■ **TAREFA ESCRITA**
Reescreva em forma de lista o parágrafo do texto citado abaixo que começa com "A respeito da utilização de equipamento de proteção individual", preservando os fatos principais.
┌─ TEXTO CITADO
Cabe esclarecer que os Decretos nº 53.831/1964 e 83.080/1979 tiveram vigência concomitante até a edição do Decreto nº 2.172/1997, que revogou de forma expressa o fundamento de validade da legislação então vigente.

O Decreto nº 4.882/2003, que reduziu o limite de tolerância ao agente físico ruído para 85 decibéis, não pode ser aplicado retroativamente. Dessa forma, entre 06 de março de 1997 e 18 de novembro de 2003, o limite de tolerância ao ruído corresponde a 90 decibéis, consoante o código 2.0.1 do Anexo IV dos Decretos n° 2.172/1997 e 3.048/1999. O Superior Tribunal de Justiça examinou a matéria em recurso especial repetitivo e fixou a seguinte tese:

Tema nº 694: O limite de tolerância para configuração da especialidade do tempo de serviço para o agente ruído deve ser de 90 dB no período de 6.3.1997 a 18.11.2003, conforme Anexo IV do Decreto 2.172/1997 e Anexo IV do Decreto 3.048/1999, sendo impossível aplicação retroativa do Decreto 4.882/2003, que reduziu o patamar para 85 dB, sob pena de ofensa ao art. 6º da LINDB (ex-LICC). (REsp 1.398.260/PR, Rel. Ministro HERMAN BENJAMIN, PRIMEIRA SEÇÃO, julgado em 14/05/2014, DJe 05/12/2014)

A respeito da utilização de equipamento de proteção individual (EPI), a partir da Lei nº 9.732/1998, que modificou a redação dos parágrafos 1º e 2º do art. 58 da Lei nº 8.213/1991, a legislação previdenciária estabelece que a existência de tecnologia de proteção individual eficaz, que comprovadamente neutralize os agentes nocivos ou diminua a sua intensidade a limites de tolerância, afasta o efetivo prejuízo à saúde ou integridade física do trabalhador, razão pela qual a atividade não pode ser qualificada como especial.
└─
┌─ DADOS FORNECIDOS
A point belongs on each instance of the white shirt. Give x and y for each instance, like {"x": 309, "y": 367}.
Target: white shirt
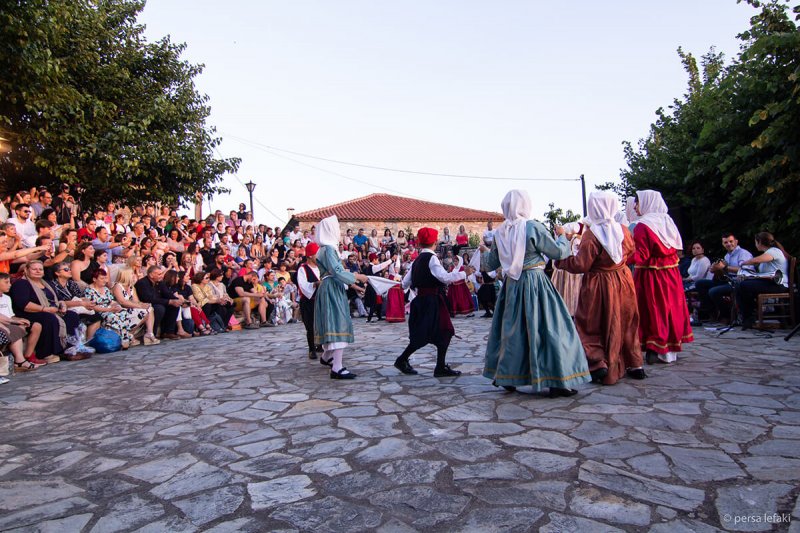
└─
■ **RESPOSTA DO EXERCÍCIO**
- Assunto: uso de equipamento de proteção individual (EPI).
- Marco legal: a Lei nº 9.732/1998, que alterou a redação dos parágrafos 1º e 2º do art. 58 da Lei nº 8.213/1991.
- Regra: a existência de tecnologia de proteção individual eficaz, que comprovadamente neutralize os agentes nocivos ou reduza sua intensidade a limites de tolerância, afasta o efetivo prejuízo à saúde ou à integridade física do trabalhador.
- Consequência: nesse caso, a atividade não pode ser qualificada como especial.